- **JOB**:
Swap "Mark each instance with a point" for "Place a point on every instance" everywhere in the records below, changing nothing else, and reproduce every line without the pictures.
* Start ENTRIES SUPPLIED *
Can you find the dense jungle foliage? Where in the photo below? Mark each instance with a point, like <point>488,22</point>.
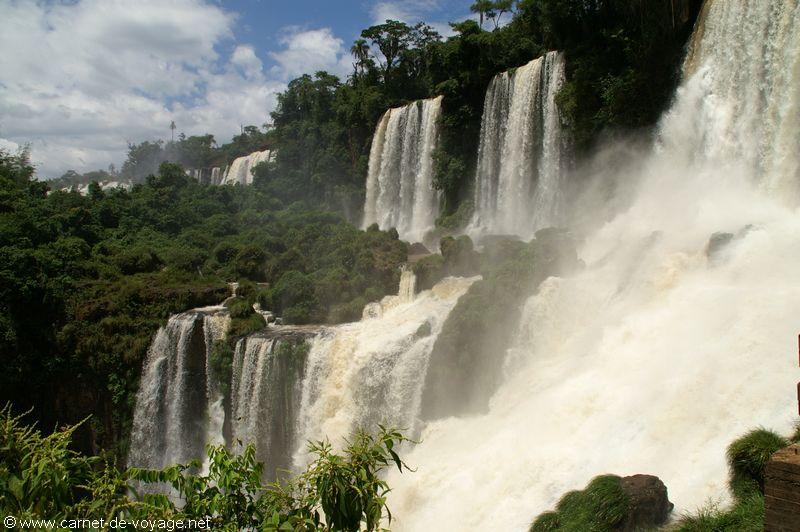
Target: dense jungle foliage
<point>45,485</point>
<point>86,280</point>
<point>623,62</point>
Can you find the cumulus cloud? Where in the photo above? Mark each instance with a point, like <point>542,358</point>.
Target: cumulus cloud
<point>86,77</point>
<point>308,51</point>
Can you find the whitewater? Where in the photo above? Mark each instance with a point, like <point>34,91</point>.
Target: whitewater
<point>662,350</point>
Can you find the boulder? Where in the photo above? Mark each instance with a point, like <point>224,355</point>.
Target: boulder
<point>716,244</point>
<point>648,503</point>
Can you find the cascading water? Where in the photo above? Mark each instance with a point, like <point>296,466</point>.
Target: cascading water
<point>664,348</point>
<point>521,156</point>
<point>265,394</point>
<point>364,373</point>
<point>179,406</point>
<point>400,191</point>
<point>240,171</point>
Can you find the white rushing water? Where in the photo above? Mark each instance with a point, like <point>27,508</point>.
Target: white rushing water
<point>655,356</point>
<point>521,156</point>
<point>369,372</point>
<point>400,191</point>
<point>265,394</point>
<point>179,407</point>
<point>240,171</point>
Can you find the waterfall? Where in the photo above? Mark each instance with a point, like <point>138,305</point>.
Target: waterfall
<point>521,151</point>
<point>175,417</point>
<point>364,373</point>
<point>216,176</point>
<point>265,395</point>
<point>667,346</point>
<point>240,171</point>
<point>400,191</point>
<point>289,384</point>
<point>206,176</point>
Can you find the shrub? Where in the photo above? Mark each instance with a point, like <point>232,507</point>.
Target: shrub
<point>602,506</point>
<point>747,458</point>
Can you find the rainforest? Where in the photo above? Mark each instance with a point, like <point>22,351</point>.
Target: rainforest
<point>529,270</point>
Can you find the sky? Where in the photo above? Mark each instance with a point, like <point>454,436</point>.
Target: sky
<point>80,79</point>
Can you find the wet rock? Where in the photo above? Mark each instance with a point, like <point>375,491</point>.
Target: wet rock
<point>716,244</point>
<point>648,502</point>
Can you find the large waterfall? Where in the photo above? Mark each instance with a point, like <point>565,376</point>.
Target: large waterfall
<point>369,372</point>
<point>670,343</point>
<point>240,170</point>
<point>677,336</point>
<point>179,405</point>
<point>289,384</point>
<point>521,159</point>
<point>400,191</point>
<point>265,394</point>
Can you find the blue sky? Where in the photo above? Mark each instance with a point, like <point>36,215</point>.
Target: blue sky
<point>89,76</point>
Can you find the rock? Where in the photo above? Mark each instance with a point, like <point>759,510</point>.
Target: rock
<point>716,244</point>
<point>648,502</point>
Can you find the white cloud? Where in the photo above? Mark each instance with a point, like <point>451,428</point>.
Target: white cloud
<point>85,78</point>
<point>308,51</point>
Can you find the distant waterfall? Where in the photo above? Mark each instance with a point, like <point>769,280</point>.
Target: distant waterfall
<point>178,407</point>
<point>265,395</point>
<point>668,345</point>
<point>361,374</point>
<point>744,60</point>
<point>289,383</point>
<point>521,155</point>
<point>240,171</point>
<point>400,191</point>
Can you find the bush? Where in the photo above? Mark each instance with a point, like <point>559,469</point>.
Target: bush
<point>40,478</point>
<point>240,308</point>
<point>746,516</point>
<point>137,260</point>
<point>601,507</point>
<point>747,458</point>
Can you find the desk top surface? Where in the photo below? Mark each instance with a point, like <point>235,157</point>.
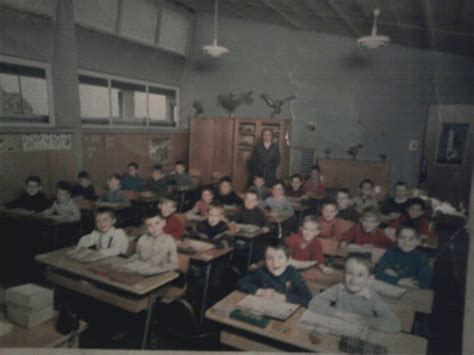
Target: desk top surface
<point>288,331</point>
<point>58,259</point>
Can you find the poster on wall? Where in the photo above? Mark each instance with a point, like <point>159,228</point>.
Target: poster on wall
<point>452,143</point>
<point>46,141</point>
<point>160,150</point>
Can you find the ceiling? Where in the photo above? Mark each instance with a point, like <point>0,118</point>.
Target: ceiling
<point>442,25</point>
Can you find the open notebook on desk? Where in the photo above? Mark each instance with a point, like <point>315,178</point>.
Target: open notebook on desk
<point>269,308</point>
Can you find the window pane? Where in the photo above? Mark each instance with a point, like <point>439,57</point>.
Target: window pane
<point>128,102</point>
<point>138,20</point>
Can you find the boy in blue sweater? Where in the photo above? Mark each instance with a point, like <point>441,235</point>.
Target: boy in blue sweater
<point>277,280</point>
<point>404,265</point>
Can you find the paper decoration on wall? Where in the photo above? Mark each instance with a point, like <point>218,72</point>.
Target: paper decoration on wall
<point>46,141</point>
<point>160,150</point>
<point>10,143</point>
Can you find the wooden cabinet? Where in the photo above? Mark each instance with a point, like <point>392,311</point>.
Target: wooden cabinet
<point>223,146</point>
* End ENTRIES SUPPLIED *
- **FULL ANSWER**:
Can you find the dense jungle foliage? Where in the photo below? Place a point on every instance, like <point>488,22</point>.
Target: dense jungle foliage
<point>45,485</point>
<point>86,280</point>
<point>623,62</point>
Can you find the cumulus cloud? Where in the photo above? Place a point on every instance, like <point>542,358</point>.
Target: cumulus cloud
<point>86,77</point>
<point>308,51</point>
Can you find the whitewater? Where in the photo above? Place a point on every instance, like <point>34,91</point>.
Target: whitewater
<point>662,350</point>
Can you find the boulder? Where in the photo above? Place a point on every instance, like <point>224,355</point>.
Target: boulder
<point>716,244</point>
<point>648,503</point>
Can you find the cascading water? Where in the photo above? Place a point on every instance, like <point>296,466</point>.
Target: cascading water
<point>664,348</point>
<point>521,156</point>
<point>265,394</point>
<point>364,373</point>
<point>179,406</point>
<point>400,191</point>
<point>240,171</point>
Can you find the white rushing water? Where in the photo above? Place a point on every instance, like <point>27,508</point>.
Target: white rushing water
<point>655,356</point>
<point>521,156</point>
<point>369,372</point>
<point>400,191</point>
<point>265,394</point>
<point>179,407</point>
<point>240,171</point>
Can you find the waterfall? Where in the photo above? Place a point on every instance, like <point>138,305</point>.
Target: waterfall
<point>521,151</point>
<point>175,417</point>
<point>364,373</point>
<point>216,176</point>
<point>265,395</point>
<point>667,346</point>
<point>240,171</point>
<point>400,191</point>
<point>289,384</point>
<point>206,176</point>
Can you find the shrub? Where in the photo above? Place a point on every instance, like <point>232,507</point>.
Target: shrub
<point>602,506</point>
<point>747,458</point>
Can you find the rainforest? Where in the photo above? Place a point on every instance, like <point>22,351</point>.
Target: rainforest
<point>529,270</point>
Can you find the sky? Where in the photo above? Place a point on every instance, like <point>454,436</point>.
Target: sky
<point>80,79</point>
Can you find the wet rock? Where in the photo above? Place a point on every instance, like <point>375,491</point>.
Target: wet rock
<point>716,244</point>
<point>648,502</point>
Can you find the large waterfall? Where in the photo above? Place a point on every instance, like <point>565,376</point>.
Target: large waterfall
<point>369,372</point>
<point>670,343</point>
<point>240,170</point>
<point>677,336</point>
<point>179,405</point>
<point>289,384</point>
<point>521,159</point>
<point>400,191</point>
<point>265,394</point>
Can you find the blue sky? Where in the photo above? Place a point on every instance, like <point>36,215</point>.
Target: blue sky
<point>89,76</point>
Can you find the rock? Where in the photo above? Place a point on every instance, like <point>759,510</point>.
Target: rock
<point>716,244</point>
<point>648,502</point>
Can you find the white cloud? Where in the photo above? Place a point on every instance, like <point>451,428</point>.
Target: white cloud
<point>85,78</point>
<point>308,51</point>
Can you find the distant waterfall? Where in the photo above? Place a point on every instance, like <point>769,280</point>.
Target: distant waterfall
<point>178,407</point>
<point>265,395</point>
<point>668,345</point>
<point>361,374</point>
<point>744,60</point>
<point>289,383</point>
<point>521,155</point>
<point>240,171</point>
<point>400,191</point>
Can you find the bush? Where in the photo above? Place a point on every instance, like <point>559,469</point>.
Target: bush
<point>40,478</point>
<point>240,308</point>
<point>746,516</point>
<point>137,260</point>
<point>601,507</point>
<point>747,458</point>
Can you find the desk top surface? Where in the photo below? Place a point on every instance, like <point>235,157</point>.
Target: desk top surface
<point>288,331</point>
<point>58,259</point>
Can you find the poster on wall? Where in the photo above? Place a point on every instance, like <point>159,228</point>.
Target: poster on wall
<point>452,143</point>
<point>46,141</point>
<point>160,150</point>
Can you find the ceiling? Where in the photo above? Place a point on every instance, like <point>0,118</point>.
Target: ceiling
<point>442,25</point>
Can you find the open notebook on desk? Where in the photo above? Place a point on every instance, like <point>315,178</point>.
Target: open notebook on desk
<point>269,308</point>
Can you find the window pane? Where in the photo above? Place a point on every instance, like <point>439,57</point>.
Target: window pane
<point>128,102</point>
<point>138,20</point>
Can you find the boy in blue sweater? Where in the photo above? Place a point on every instance, like <point>441,235</point>.
Target: boy in blue sweater
<point>277,280</point>
<point>404,265</point>
Can you find the paper decoration on wall? Where in the photo above? Place a point on every instance, like <point>218,72</point>.
Target: paper decoration on wall
<point>46,141</point>
<point>160,150</point>
<point>10,143</point>
Can you find the wooden cabinet? Where in the photo above? Place a point on every instance, like <point>392,311</point>.
Target: wooden cabinet
<point>223,146</point>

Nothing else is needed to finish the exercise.